■ WHAT IS EXPECTED: Copy exactly the lines from the one containing "Put a dot on every instance of the exposed" through the last line of the records, both included, and nothing more.

==== RECORDS FOR PROCESSING

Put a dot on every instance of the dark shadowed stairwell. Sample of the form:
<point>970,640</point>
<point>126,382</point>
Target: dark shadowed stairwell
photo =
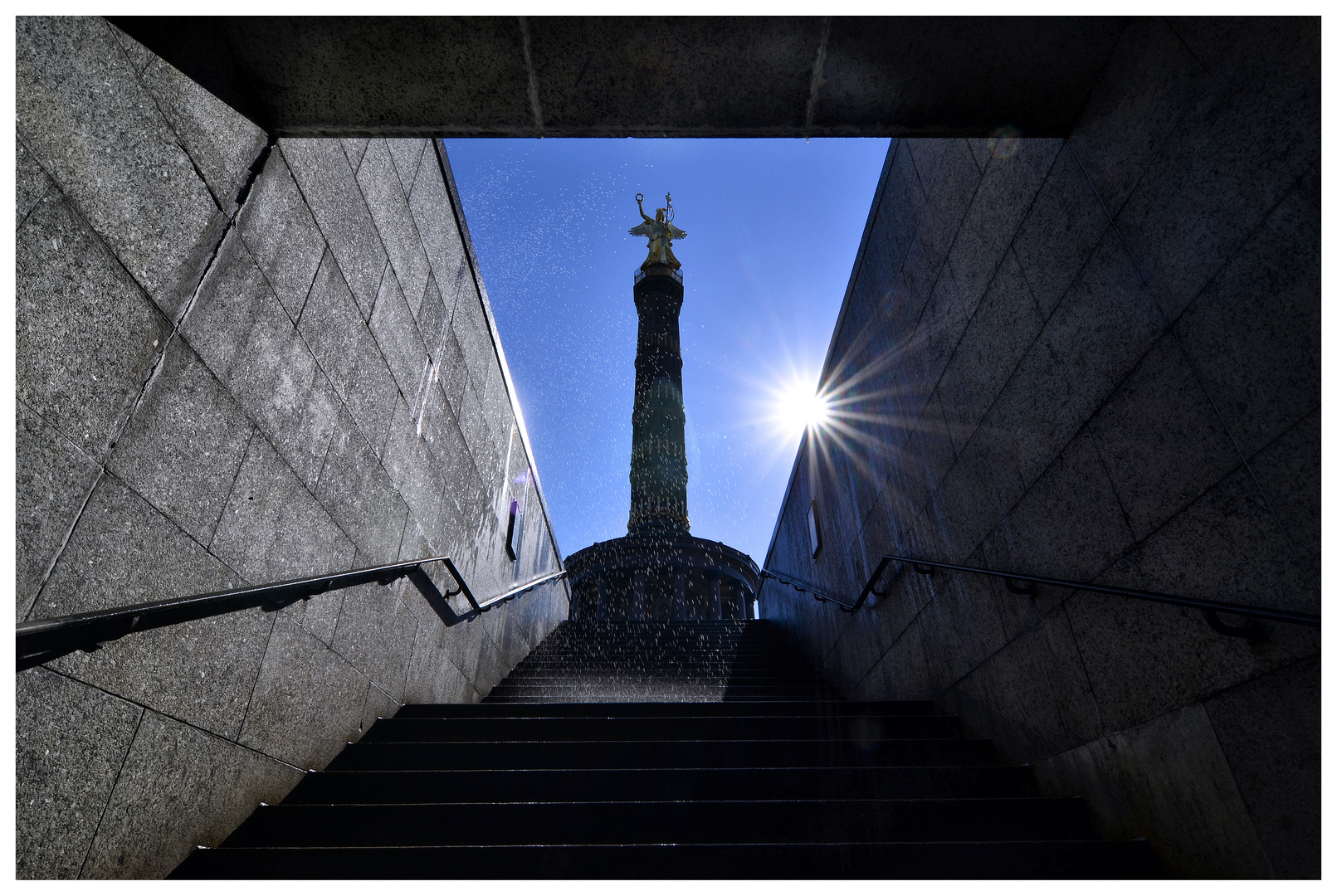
<point>669,749</point>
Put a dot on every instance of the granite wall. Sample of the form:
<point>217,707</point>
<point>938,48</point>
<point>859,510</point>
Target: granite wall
<point>237,363</point>
<point>1095,358</point>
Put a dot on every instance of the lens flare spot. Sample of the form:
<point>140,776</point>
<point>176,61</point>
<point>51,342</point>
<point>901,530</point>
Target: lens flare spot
<point>797,410</point>
<point>1006,142</point>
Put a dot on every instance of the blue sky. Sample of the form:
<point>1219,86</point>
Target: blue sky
<point>773,227</point>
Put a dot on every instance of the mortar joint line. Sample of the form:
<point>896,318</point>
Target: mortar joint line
<point>534,76</point>
<point>120,768</point>
<point>814,85</point>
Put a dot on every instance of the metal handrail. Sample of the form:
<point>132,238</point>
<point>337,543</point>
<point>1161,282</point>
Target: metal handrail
<point>807,589</point>
<point>1210,609</point>
<point>46,640</point>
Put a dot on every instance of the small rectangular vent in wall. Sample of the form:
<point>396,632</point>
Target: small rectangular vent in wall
<point>511,541</point>
<point>814,531</point>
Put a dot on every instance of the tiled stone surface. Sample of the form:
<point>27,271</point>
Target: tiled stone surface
<point>271,528</point>
<point>85,336</point>
<point>124,551</point>
<point>183,444</point>
<point>1105,325</point>
<point>1061,231</point>
<point>233,295</point>
<point>334,199</point>
<point>348,353</point>
<point>281,234</point>
<point>1004,196</point>
<point>1288,471</point>
<point>354,148</point>
<point>360,496</point>
<point>408,155</point>
<point>378,705</point>
<point>376,635</point>
<point>1103,368</point>
<point>54,479</point>
<point>1269,733</point>
<point>278,384</point>
<point>218,139</point>
<point>68,749</point>
<point>308,699</point>
<point>398,338</point>
<point>1037,688</point>
<point>1182,450</point>
<point>96,130</point>
<point>387,199</point>
<point>1253,332</point>
<point>262,435</point>
<point>31,183</point>
<point>179,788</point>
<point>431,207</point>
<point>1223,168</point>
<point>1170,782</point>
<point>1153,79</point>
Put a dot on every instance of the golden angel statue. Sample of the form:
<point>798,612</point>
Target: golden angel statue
<point>661,233</point>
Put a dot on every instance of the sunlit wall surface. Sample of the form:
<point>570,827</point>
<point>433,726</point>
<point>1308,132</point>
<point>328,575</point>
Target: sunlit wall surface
<point>773,227</point>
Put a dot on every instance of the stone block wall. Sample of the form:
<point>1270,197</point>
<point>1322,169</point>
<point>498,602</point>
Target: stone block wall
<point>240,362</point>
<point>1095,358</point>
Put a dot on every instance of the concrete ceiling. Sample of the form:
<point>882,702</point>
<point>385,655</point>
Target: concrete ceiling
<point>632,76</point>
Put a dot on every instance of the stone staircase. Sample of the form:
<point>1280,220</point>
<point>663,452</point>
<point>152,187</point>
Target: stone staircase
<point>667,749</point>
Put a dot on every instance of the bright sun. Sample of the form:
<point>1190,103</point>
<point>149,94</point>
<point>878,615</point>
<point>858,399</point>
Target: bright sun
<point>797,408</point>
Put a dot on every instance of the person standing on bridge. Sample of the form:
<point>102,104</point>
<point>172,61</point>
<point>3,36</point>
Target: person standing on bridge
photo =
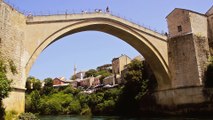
<point>107,9</point>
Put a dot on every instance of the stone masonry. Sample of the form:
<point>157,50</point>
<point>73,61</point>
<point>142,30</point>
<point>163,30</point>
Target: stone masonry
<point>177,60</point>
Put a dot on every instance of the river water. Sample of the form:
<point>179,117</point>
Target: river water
<point>77,117</point>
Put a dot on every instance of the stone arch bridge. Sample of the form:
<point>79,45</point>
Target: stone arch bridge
<point>23,38</point>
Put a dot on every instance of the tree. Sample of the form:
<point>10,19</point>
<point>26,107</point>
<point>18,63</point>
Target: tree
<point>209,73</point>
<point>37,85</point>
<point>35,101</point>
<point>90,73</point>
<point>33,84</point>
<point>134,87</point>
<point>5,87</point>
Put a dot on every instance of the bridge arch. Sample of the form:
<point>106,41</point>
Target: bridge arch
<point>118,29</point>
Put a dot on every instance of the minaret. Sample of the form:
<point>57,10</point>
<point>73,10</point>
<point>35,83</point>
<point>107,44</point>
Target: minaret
<point>75,72</point>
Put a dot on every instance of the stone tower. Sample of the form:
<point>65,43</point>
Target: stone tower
<point>188,49</point>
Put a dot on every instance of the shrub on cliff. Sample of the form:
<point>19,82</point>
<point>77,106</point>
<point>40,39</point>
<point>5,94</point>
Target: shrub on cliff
<point>4,87</point>
<point>209,73</point>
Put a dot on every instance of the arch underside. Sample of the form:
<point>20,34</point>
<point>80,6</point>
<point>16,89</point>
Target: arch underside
<point>125,33</point>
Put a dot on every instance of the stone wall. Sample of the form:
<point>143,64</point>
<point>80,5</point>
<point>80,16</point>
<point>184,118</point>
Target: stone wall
<point>182,61</point>
<point>12,25</point>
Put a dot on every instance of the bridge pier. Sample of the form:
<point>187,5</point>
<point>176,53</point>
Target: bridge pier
<point>15,101</point>
<point>180,96</point>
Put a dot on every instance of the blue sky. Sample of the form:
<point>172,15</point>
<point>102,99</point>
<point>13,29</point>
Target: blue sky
<point>91,49</point>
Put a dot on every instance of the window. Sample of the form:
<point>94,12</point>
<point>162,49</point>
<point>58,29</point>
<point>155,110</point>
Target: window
<point>179,28</point>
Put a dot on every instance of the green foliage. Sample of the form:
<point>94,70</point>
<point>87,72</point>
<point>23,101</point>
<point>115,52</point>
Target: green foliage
<point>74,107</point>
<point>27,116</point>
<point>90,73</point>
<point>13,68</point>
<point>11,115</point>
<point>124,100</point>
<point>209,73</point>
<point>35,100</point>
<point>2,67</point>
<point>48,86</point>
<point>104,73</point>
<point>33,84</point>
<point>4,86</point>
<point>134,89</point>
<point>86,110</point>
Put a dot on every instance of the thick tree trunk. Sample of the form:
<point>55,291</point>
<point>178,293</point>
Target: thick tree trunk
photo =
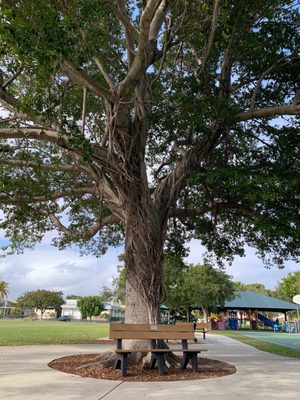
<point>143,260</point>
<point>136,311</point>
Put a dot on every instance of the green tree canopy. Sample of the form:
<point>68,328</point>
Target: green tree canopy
<point>151,123</point>
<point>41,299</point>
<point>253,287</point>
<point>90,306</point>
<point>207,287</point>
<point>73,297</point>
<point>106,293</point>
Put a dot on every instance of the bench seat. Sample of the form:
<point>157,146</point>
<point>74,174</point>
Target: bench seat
<point>155,334</point>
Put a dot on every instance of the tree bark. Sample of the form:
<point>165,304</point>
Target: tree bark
<point>136,311</point>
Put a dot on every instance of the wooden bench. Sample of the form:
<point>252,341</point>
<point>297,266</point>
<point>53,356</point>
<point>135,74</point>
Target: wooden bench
<point>155,334</point>
<point>201,327</point>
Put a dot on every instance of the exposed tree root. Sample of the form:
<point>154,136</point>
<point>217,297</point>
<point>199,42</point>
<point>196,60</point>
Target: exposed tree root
<point>107,360</point>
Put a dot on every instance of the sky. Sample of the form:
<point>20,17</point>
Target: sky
<point>46,267</point>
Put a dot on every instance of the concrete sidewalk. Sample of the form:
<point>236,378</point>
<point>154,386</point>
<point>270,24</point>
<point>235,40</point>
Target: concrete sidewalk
<point>24,375</point>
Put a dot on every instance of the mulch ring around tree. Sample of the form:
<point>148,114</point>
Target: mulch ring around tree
<point>73,365</point>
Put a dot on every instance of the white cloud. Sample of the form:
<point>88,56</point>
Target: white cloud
<point>51,269</point>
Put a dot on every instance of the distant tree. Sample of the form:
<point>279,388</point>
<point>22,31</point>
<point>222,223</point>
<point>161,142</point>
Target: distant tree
<point>42,300</point>
<point>3,290</point>
<point>207,287</point>
<point>119,284</point>
<point>90,306</point>
<point>106,293</point>
<point>289,286</point>
<point>174,270</point>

========

■ EXERCISE RESPONSE:
Put a dot on every instance of the exposed tree root. Sample of the form:
<point>154,136</point>
<point>217,297</point>
<point>199,42</point>
<point>196,60</point>
Target: exposed tree root
<point>107,360</point>
Put a dot on every instance of the sky. Sample of the form:
<point>20,17</point>
Target: sky
<point>46,267</point>
Put a dot on every instance of the concrete sidewalk. Sample of the form:
<point>236,378</point>
<point>154,386</point>
<point>270,24</point>
<point>235,40</point>
Target: concrete sidewalk
<point>24,375</point>
Put a dot on every instance of the mulch ring around tree. Sample of the form:
<point>148,114</point>
Target: mulch ring around tree
<point>73,365</point>
Put a dot on every instance of the white cloud. Sample of the form:
<point>88,56</point>
Target: white cloud
<point>51,269</point>
Put a dot on every instance of the distant tree. Sample of the form:
<point>279,388</point>
<point>22,31</point>
<point>222,223</point>
<point>161,142</point>
Target: distant tree
<point>42,300</point>
<point>3,290</point>
<point>207,287</point>
<point>119,284</point>
<point>90,306</point>
<point>106,293</point>
<point>289,286</point>
<point>174,270</point>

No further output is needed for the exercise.